▶ _Directive_
Identify every line in the listing below that contains the string "traffic", and copy each of those lines. Matching is case-sensitive.

Dataset listing of object locations:
______________________________
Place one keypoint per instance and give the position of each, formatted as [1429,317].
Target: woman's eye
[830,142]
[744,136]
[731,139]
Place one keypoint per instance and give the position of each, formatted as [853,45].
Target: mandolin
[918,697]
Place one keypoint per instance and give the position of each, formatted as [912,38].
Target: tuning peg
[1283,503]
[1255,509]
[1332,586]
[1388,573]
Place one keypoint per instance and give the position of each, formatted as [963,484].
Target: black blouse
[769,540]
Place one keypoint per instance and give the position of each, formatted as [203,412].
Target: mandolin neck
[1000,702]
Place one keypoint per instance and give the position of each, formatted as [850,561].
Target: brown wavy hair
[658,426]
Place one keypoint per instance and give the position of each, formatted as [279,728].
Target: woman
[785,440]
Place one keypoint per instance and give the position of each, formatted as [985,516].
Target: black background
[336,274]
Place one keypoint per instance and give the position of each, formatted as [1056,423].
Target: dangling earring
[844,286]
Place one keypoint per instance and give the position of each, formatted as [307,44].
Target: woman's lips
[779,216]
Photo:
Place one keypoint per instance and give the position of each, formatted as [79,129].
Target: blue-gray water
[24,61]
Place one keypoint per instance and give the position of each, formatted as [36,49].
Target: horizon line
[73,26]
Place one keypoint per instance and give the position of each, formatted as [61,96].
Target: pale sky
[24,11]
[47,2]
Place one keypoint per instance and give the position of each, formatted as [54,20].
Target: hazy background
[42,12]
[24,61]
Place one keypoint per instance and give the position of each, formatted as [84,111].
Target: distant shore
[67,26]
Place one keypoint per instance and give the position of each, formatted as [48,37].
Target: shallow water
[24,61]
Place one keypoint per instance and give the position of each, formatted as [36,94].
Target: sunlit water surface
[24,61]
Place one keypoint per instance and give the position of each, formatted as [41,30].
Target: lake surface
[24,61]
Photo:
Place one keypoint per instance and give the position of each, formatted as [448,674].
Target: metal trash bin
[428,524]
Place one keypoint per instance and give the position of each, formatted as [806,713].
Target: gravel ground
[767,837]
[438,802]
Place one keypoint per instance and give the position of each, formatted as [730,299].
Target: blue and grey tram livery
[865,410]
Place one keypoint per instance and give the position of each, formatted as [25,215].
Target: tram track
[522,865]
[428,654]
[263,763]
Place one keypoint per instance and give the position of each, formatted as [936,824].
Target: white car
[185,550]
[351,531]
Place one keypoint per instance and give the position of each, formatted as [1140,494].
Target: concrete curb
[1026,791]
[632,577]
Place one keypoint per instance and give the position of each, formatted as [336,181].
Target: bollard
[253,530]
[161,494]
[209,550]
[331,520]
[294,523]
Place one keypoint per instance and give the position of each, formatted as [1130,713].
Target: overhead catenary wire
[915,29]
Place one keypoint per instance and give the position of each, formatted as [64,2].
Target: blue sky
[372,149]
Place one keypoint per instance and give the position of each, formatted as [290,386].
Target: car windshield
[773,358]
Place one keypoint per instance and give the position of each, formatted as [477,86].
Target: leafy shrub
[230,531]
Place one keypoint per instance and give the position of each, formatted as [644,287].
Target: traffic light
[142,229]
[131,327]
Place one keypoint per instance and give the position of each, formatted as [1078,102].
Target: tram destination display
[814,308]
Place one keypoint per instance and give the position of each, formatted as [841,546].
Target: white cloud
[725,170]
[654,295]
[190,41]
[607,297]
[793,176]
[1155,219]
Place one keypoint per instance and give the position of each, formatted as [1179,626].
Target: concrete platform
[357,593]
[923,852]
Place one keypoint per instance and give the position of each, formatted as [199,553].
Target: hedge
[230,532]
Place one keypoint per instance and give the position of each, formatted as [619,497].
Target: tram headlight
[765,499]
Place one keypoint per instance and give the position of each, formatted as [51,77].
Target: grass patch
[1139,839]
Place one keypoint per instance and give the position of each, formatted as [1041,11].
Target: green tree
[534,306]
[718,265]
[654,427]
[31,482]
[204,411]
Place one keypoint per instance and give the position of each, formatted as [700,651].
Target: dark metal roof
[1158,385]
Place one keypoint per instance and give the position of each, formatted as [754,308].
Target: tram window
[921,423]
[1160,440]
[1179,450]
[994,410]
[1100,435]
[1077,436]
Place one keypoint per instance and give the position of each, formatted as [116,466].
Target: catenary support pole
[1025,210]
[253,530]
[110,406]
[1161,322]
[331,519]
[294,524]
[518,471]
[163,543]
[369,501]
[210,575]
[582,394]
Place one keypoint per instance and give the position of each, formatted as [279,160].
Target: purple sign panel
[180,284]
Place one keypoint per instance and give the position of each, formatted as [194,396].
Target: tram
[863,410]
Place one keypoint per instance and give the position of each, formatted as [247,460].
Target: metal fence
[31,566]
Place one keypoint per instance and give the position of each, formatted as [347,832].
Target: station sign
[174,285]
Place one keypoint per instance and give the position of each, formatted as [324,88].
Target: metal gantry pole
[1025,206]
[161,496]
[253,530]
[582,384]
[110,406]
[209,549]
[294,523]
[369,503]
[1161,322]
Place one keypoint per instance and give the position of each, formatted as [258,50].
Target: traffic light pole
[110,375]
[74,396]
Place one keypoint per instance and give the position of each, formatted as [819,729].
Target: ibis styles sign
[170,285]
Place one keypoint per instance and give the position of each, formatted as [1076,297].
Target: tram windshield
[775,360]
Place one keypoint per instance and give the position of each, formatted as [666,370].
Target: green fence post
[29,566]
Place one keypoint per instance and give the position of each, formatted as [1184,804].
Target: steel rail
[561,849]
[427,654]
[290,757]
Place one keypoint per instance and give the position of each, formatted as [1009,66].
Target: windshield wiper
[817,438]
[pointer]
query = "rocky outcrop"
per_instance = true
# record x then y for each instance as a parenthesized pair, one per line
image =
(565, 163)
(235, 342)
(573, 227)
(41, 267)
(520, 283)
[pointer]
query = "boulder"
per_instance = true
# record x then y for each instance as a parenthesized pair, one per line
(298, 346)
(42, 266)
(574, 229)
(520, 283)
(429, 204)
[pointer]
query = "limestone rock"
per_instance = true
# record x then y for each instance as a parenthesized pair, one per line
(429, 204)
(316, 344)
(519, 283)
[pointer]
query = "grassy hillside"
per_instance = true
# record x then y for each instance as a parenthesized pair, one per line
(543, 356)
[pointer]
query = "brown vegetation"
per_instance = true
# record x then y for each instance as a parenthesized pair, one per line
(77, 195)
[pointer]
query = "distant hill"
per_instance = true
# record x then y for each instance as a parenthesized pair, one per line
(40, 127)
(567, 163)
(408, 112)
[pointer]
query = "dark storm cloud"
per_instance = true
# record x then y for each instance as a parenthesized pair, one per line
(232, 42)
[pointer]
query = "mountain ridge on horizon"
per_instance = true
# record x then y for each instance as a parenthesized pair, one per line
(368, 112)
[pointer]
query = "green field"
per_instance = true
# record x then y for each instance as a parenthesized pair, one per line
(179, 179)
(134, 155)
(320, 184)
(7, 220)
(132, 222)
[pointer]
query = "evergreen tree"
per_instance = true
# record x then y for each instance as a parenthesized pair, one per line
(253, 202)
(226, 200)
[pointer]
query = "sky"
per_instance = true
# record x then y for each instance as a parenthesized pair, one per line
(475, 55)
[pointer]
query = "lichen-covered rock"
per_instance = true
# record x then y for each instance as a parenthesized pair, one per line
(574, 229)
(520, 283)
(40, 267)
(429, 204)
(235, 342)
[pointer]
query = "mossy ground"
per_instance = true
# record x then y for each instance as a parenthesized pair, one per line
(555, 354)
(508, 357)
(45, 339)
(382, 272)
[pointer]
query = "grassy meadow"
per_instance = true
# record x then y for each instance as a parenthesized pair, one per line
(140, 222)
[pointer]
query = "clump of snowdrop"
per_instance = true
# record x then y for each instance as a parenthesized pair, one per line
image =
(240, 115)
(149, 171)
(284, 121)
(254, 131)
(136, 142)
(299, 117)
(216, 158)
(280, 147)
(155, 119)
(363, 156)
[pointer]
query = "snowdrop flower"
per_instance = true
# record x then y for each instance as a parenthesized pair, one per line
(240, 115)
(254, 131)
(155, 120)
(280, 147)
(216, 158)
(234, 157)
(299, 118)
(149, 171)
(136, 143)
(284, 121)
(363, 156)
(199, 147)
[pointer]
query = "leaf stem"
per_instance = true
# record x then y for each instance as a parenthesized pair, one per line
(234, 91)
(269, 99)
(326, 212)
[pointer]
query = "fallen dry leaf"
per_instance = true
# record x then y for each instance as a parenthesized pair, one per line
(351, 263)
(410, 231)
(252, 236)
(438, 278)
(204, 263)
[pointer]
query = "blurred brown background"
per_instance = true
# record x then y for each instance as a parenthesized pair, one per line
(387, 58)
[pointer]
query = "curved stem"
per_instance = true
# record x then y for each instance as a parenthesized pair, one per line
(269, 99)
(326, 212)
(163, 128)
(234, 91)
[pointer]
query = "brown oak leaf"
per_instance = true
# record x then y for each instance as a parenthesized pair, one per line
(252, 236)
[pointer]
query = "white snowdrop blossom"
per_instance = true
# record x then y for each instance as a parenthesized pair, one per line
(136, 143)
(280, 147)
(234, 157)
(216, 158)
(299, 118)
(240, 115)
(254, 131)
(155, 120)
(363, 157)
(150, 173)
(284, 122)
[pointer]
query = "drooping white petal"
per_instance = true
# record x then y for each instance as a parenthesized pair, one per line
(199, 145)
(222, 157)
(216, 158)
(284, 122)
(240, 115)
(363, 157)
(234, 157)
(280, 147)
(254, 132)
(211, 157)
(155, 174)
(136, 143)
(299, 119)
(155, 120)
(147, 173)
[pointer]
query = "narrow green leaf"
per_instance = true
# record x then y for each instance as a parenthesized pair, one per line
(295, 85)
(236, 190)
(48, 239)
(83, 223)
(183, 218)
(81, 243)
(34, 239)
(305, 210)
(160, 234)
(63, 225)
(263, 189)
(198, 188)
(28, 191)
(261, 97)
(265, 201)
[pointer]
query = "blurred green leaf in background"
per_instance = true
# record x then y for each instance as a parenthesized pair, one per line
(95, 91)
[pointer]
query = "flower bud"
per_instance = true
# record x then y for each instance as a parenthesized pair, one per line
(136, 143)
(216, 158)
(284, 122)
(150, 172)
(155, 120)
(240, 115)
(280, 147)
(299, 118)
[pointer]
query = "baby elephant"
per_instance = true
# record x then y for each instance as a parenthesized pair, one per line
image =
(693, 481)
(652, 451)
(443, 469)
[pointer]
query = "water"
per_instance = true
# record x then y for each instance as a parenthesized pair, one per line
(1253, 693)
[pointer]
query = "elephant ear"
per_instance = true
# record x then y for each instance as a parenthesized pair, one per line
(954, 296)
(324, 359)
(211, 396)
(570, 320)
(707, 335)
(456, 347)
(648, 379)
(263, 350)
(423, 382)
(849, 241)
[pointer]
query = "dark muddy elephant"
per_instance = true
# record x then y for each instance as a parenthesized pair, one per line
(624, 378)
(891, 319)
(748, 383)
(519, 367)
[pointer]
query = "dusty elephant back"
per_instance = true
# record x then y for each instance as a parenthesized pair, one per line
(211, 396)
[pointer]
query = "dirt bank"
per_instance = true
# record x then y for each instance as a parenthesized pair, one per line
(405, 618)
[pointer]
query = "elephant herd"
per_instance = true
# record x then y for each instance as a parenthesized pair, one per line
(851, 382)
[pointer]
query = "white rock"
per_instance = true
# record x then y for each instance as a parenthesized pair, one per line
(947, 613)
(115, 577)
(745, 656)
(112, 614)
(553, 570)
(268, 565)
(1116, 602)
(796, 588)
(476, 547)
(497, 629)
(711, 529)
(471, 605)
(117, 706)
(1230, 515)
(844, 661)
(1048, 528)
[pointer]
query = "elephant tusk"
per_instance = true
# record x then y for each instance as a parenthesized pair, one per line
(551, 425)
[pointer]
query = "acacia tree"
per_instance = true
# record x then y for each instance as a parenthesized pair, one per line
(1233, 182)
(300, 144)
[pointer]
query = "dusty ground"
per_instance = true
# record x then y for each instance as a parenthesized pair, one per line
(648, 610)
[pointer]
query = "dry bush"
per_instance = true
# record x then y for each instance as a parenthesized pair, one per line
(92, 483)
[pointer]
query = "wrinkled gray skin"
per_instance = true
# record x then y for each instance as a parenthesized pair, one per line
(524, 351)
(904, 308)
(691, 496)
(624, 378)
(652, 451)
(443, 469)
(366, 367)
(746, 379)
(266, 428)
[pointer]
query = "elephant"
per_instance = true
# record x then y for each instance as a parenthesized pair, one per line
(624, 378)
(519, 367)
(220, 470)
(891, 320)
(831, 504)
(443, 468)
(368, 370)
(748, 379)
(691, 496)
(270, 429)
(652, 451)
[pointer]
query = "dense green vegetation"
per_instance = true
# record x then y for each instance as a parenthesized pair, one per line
______________________________
▶ _The output_
Target: traffic light
Target: traffic light pole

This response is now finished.